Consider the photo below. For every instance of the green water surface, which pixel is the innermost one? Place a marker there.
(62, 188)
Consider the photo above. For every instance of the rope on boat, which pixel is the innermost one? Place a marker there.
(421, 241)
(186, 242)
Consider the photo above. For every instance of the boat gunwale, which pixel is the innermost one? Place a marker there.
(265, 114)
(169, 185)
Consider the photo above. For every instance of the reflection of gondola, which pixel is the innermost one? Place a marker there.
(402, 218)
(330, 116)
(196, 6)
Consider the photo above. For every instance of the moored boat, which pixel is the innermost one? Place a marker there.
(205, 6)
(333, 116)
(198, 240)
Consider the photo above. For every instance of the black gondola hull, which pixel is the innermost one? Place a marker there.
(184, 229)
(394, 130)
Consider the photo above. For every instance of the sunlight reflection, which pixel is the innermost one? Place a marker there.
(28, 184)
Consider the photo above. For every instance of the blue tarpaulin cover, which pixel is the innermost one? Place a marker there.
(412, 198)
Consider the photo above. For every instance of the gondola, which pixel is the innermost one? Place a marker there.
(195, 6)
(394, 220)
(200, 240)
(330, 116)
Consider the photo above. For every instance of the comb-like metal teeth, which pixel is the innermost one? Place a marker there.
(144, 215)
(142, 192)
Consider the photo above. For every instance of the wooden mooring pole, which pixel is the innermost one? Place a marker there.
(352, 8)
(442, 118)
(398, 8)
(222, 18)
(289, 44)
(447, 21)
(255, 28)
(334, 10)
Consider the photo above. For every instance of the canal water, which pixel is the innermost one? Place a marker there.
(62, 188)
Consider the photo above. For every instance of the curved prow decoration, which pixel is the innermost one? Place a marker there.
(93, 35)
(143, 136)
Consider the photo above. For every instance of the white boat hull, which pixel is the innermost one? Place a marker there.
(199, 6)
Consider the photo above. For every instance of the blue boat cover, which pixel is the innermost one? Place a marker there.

▶ Problem to solve
Please return the material above exactly as written.

▶ Answer space
Consider the photo below. For every instance of the green water surface, which pixel is the innermost one? Place a marker there.
(62, 188)
Consider the photo above. For every instance of the rope on boat, which pixel is the innermost one? Place a marker there.
(421, 241)
(186, 242)
Consider the photo above. For every instance of the boat gunwale, which pixel is the innermost one? Place a marker there.
(265, 114)
(169, 185)
Consider the photo above. For every instance of the reflection of gondola, which pixel is the innermost one? Place a marker there.
(402, 218)
(330, 116)
(196, 6)
Consider the photo above. For every instance of the moored boat, which pixel is the innermost one? Place a marker there.
(205, 6)
(333, 116)
(198, 240)
Consider the photo above. For every instance of the black gondola hull, which pixel is the innermost one? Place a marker there.
(184, 229)
(394, 130)
Consider the photo above. For every instance of the sunlight reflection, which pixel is the innermost one? Place a marker there.
(28, 184)
Consider the photo above. For every instance of the blue tarpaulin cover, which pixel is the innermost one? Place a marker there.
(412, 198)
Consider the photo above. For every instance of the gondola, which pixel is the innermost one? Place a marker there.
(195, 6)
(394, 220)
(200, 240)
(330, 116)
Consider the photo above. For every instance of the comb-like metal teeth, which pixel is the innermost one? Place a marker there.
(144, 215)
(142, 192)
Consider the photo above. For every instance of the wooden mooring pole, which pixel is the innermost one? Place a marker there.
(352, 8)
(442, 118)
(398, 8)
(222, 18)
(289, 44)
(447, 21)
(255, 28)
(334, 10)
Consider the photo above. For every instance of the canal water, which pixel is the innermost one? Place a marker there.
(62, 188)
Consider the photo above. For every instance of the curved prow decoration, which pixel is the innermost one? Place a marker there.
(93, 35)
(143, 136)
Consider the photo above. For every instance of the white boat hull, which pixel is the innermost one? Place a marker there.
(199, 6)
Consider the photo above. For every instance of the blue boat cover, which pixel is the innermost one? Place a marker there.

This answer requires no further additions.